▶ Input data
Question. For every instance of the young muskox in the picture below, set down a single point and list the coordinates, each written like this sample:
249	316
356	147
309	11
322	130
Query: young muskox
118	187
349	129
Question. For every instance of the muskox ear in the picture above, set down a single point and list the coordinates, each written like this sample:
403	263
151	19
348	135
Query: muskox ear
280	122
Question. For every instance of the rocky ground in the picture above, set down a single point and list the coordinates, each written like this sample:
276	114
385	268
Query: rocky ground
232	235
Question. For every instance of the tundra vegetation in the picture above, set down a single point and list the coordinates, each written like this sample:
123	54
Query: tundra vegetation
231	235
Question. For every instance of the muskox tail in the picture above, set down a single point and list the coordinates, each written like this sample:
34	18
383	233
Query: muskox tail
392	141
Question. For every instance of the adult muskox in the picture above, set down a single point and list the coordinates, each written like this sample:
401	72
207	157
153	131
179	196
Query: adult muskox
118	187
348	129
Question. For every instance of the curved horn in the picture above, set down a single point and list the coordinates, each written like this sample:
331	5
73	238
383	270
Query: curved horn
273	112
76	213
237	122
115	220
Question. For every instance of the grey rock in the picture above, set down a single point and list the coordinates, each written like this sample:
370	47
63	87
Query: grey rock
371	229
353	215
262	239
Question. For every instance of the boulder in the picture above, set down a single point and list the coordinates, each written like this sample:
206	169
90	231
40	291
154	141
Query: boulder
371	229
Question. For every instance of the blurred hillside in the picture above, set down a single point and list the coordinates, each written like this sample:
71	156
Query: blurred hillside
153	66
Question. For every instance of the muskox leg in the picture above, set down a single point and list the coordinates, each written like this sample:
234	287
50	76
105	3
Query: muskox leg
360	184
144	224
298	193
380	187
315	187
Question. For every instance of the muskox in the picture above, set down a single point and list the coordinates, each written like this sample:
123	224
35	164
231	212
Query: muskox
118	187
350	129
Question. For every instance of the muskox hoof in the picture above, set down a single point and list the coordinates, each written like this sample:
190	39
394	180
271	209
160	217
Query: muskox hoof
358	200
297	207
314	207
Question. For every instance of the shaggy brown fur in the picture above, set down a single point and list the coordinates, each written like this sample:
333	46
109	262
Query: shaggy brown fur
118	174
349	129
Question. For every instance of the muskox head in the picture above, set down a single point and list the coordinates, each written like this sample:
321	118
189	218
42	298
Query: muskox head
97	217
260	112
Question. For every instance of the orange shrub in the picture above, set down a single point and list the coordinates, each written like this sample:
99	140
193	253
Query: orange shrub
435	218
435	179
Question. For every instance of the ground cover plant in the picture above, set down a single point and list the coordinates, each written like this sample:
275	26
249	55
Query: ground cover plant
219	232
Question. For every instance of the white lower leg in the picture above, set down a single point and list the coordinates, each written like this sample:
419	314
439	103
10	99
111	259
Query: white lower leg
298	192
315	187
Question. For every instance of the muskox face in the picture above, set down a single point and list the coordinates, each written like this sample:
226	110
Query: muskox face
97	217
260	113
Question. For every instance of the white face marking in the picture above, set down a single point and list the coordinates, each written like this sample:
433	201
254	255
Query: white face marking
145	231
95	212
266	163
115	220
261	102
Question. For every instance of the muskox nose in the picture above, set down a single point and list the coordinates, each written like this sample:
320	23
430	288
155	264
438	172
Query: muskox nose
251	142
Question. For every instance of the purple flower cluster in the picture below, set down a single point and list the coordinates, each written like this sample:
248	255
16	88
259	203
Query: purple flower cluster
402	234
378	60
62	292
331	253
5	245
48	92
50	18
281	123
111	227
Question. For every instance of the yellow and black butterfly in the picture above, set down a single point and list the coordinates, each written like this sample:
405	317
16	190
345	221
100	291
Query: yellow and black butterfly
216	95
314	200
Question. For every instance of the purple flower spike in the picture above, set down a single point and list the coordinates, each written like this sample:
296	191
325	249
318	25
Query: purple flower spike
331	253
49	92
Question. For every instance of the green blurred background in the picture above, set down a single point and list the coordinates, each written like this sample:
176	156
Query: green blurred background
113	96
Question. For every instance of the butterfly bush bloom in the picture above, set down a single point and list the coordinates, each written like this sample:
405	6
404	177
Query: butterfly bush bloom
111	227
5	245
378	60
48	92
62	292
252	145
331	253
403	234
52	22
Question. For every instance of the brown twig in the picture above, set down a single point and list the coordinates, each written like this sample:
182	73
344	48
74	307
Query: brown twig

▶ Task instructions
Among the lines above, count those containing "below", and give only the number.

▶ Finished exercise
2